** START **

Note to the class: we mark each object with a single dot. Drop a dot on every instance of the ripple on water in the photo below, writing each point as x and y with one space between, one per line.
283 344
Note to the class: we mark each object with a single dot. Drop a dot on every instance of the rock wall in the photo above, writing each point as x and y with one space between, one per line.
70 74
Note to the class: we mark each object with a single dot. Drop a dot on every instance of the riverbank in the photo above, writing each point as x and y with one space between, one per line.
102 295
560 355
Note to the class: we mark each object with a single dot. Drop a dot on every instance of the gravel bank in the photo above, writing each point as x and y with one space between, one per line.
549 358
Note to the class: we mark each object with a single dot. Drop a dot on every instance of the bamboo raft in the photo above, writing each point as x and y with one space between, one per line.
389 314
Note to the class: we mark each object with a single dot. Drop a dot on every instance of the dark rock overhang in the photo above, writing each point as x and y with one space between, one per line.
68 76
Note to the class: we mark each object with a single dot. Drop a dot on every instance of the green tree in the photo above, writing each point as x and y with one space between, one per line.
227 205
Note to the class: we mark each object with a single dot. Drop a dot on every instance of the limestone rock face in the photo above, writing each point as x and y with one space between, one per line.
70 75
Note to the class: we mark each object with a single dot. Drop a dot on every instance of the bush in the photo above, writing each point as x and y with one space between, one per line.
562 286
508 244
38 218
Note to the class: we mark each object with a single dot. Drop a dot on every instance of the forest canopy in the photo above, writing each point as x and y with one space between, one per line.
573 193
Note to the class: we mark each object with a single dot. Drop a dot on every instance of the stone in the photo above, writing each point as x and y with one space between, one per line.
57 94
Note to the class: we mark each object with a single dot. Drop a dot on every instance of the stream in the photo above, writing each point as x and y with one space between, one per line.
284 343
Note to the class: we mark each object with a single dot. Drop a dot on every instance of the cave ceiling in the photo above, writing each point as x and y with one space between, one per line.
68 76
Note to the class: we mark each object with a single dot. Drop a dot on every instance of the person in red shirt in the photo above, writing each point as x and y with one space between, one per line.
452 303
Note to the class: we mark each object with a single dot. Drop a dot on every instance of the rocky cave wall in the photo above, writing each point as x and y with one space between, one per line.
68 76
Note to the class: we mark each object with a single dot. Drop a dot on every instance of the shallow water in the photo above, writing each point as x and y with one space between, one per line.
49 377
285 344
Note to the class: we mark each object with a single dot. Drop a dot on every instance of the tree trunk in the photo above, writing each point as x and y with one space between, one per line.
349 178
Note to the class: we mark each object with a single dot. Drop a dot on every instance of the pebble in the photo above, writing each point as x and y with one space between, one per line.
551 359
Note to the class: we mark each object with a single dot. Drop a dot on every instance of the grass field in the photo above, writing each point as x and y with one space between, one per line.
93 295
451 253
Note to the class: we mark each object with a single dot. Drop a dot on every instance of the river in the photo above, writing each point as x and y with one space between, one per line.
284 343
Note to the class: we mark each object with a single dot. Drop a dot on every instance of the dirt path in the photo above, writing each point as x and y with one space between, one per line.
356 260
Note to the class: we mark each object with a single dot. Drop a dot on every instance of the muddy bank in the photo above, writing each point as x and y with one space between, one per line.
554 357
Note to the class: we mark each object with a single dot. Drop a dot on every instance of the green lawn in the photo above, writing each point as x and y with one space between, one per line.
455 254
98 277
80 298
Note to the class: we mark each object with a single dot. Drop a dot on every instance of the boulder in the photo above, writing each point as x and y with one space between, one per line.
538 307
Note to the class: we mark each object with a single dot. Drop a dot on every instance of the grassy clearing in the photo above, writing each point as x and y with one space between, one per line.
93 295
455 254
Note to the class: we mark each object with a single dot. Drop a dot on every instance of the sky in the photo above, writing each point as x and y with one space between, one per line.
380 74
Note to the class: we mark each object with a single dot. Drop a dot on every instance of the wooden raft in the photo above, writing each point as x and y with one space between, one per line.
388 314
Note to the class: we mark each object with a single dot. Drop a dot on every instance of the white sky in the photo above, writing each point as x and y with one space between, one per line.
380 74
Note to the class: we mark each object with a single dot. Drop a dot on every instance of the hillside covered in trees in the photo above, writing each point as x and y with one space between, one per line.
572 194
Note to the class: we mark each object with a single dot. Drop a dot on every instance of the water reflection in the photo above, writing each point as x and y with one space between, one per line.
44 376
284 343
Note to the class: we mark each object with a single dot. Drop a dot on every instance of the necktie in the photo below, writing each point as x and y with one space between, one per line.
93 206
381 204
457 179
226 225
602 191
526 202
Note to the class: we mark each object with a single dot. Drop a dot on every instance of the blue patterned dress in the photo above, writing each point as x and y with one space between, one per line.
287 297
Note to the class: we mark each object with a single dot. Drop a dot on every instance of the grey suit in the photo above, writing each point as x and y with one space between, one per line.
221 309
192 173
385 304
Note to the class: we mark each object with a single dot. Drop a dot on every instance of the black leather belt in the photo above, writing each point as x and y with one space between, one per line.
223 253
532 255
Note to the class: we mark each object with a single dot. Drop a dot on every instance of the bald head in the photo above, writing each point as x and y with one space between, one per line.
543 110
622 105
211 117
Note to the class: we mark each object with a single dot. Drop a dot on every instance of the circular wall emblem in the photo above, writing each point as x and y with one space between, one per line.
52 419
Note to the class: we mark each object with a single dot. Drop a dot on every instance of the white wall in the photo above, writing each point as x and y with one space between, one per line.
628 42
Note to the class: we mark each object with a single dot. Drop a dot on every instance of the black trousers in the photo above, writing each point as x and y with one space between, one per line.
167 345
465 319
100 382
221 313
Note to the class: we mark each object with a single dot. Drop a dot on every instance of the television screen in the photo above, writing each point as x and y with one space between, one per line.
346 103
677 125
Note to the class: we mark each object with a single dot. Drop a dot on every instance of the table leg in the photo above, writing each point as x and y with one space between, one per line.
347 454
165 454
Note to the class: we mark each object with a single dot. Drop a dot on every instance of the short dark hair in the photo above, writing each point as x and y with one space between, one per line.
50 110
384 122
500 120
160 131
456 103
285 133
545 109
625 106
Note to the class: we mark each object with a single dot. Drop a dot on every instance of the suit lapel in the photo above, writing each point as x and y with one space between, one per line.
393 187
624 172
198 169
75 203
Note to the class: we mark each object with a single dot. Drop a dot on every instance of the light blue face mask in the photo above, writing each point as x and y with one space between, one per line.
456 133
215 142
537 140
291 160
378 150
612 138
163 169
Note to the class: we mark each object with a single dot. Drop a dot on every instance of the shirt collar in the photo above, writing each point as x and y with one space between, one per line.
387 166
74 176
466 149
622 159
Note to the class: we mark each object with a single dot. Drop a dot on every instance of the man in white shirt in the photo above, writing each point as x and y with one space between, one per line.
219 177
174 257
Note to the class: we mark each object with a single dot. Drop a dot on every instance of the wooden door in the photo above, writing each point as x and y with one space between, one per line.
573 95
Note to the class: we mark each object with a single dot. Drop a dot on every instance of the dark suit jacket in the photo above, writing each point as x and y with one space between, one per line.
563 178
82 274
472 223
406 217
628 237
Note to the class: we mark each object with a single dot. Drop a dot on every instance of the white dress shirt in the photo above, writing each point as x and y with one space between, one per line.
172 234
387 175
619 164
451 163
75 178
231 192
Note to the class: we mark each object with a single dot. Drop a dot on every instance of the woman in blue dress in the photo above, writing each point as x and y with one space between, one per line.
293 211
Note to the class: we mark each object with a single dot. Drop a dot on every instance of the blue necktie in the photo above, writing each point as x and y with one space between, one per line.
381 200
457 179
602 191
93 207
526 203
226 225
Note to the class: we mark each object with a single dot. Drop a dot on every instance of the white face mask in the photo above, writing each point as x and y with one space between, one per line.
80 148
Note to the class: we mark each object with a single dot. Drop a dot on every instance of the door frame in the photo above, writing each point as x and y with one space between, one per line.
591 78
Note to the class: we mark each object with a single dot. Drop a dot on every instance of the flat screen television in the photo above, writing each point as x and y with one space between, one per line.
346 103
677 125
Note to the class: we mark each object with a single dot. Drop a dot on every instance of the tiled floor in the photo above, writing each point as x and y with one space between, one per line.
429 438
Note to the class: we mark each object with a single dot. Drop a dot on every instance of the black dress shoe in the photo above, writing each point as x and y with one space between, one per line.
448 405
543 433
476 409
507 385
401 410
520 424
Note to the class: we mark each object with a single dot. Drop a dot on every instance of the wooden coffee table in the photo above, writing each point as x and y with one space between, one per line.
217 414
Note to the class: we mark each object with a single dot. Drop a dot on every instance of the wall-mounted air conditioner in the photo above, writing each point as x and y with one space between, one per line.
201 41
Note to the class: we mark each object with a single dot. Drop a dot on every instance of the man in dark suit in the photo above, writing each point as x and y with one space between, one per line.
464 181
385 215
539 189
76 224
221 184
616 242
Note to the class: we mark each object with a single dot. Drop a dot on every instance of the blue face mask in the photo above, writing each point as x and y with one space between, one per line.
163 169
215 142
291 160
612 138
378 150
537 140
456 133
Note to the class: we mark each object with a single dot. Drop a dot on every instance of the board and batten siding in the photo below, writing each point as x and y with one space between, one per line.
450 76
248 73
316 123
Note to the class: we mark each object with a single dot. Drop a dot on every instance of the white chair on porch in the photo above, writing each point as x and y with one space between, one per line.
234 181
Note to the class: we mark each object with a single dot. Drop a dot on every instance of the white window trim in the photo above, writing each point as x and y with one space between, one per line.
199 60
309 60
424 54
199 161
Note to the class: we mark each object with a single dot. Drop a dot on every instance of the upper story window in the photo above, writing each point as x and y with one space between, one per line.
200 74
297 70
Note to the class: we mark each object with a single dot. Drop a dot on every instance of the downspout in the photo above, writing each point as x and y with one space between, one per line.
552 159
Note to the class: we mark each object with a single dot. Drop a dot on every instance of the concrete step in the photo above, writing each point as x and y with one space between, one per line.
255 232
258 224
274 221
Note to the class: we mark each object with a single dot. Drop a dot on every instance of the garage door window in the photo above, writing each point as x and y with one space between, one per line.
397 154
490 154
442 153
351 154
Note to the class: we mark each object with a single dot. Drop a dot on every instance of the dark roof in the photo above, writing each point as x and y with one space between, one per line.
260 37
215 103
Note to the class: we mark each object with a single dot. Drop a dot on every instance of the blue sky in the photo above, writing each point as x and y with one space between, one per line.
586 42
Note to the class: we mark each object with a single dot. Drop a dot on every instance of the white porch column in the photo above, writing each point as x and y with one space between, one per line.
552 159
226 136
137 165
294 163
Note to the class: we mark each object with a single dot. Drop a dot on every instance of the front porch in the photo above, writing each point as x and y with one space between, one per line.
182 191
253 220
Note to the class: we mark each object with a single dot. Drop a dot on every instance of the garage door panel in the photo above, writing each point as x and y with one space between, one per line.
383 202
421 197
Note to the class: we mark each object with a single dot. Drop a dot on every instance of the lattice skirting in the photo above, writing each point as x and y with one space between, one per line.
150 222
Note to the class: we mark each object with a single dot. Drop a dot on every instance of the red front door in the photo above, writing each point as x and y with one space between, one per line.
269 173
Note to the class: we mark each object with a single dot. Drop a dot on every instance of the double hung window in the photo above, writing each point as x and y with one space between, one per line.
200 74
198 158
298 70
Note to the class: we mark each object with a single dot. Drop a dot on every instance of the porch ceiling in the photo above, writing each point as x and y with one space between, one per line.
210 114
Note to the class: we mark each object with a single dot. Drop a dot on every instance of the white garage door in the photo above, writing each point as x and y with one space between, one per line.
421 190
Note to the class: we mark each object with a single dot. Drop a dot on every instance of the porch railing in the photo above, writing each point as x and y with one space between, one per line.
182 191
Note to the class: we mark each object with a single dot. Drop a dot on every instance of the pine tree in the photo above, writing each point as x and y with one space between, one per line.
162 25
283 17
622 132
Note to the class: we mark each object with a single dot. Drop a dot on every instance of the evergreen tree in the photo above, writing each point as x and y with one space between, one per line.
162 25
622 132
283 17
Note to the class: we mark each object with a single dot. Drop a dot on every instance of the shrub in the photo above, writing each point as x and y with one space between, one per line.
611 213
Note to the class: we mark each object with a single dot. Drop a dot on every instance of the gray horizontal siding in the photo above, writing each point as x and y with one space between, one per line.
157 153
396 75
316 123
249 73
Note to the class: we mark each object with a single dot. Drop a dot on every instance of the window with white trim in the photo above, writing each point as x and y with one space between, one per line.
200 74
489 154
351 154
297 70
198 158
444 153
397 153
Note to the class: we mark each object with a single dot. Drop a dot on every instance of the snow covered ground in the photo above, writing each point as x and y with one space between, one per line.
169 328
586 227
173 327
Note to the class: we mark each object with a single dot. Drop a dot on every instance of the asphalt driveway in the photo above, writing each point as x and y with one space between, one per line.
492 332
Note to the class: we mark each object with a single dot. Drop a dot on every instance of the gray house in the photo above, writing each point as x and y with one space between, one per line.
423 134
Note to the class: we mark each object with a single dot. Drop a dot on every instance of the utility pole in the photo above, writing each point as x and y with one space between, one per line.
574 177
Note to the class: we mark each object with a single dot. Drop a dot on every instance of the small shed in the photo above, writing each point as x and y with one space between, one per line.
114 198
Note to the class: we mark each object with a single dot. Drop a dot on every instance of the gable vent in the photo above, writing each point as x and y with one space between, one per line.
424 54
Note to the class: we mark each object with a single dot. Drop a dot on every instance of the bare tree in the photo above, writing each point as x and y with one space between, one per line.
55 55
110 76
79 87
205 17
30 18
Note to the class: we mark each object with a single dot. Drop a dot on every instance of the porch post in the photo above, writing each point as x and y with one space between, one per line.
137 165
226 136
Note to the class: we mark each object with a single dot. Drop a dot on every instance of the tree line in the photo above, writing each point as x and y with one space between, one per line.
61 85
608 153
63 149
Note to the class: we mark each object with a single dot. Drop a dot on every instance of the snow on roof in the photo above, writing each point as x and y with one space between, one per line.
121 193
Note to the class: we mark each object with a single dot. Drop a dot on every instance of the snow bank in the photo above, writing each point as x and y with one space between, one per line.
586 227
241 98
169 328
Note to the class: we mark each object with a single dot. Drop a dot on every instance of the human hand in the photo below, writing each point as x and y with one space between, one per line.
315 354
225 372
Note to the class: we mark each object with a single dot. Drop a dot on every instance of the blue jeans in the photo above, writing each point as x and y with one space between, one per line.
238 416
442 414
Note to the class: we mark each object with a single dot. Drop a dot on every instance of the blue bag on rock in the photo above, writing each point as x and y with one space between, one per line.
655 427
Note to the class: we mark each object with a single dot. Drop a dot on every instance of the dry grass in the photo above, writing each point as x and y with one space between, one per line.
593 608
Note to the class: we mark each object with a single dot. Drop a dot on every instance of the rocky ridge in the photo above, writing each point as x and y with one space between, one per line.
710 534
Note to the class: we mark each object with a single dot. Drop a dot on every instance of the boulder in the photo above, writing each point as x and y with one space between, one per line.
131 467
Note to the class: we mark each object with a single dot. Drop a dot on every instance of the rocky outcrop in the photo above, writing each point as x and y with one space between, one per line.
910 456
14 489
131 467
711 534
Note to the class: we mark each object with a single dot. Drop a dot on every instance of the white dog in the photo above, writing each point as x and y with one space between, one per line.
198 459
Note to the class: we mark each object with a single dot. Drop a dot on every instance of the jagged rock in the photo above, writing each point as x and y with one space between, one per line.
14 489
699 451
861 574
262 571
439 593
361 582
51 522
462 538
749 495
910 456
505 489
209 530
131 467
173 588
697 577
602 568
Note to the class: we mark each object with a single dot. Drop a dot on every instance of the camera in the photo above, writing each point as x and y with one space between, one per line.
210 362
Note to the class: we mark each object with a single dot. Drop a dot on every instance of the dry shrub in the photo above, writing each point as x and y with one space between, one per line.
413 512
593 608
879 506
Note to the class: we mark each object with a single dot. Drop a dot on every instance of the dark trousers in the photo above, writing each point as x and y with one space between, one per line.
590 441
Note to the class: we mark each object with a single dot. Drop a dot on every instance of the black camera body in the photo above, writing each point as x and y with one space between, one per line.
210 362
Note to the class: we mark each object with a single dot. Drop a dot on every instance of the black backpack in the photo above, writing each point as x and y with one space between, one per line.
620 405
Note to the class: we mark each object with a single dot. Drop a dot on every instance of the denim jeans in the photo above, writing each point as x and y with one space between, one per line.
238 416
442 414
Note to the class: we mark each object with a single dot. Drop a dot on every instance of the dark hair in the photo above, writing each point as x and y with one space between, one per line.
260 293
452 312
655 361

** END **

■ **Aim**
Take the line with "the dark trousers" and all lines after it to the last line, and reproduce them exactly.

■ **Written answer**
Note to the class: we mark each object with a single dot. Drop a dot on every instance of the dark trousers in the photo above, writing each point as x and y with one space between, one per line.
590 441
Note to the class: we mark each object with a single dot. Drop a dot on every instance of the black camera body in the photo above, writing each point as x and y with one space between, one per line.
210 362
Note to the class: we mark each object with a single dot. Drop a dot on every instance of the black backpack in the photo above, writing each point as x and y with one space between, one per line.
620 405
Note to the class: we mark each object with a single dot. Drop a dot on every instance of the denim jeans in the photo above, writing each point as x and y with one space between, one per line.
238 416
442 414
Note to the class: we mark each object with a single dot. Drop a dot on every instance of the dark hair in the photo above, writing each point as x and y with one space between, one per line.
260 293
452 312
655 361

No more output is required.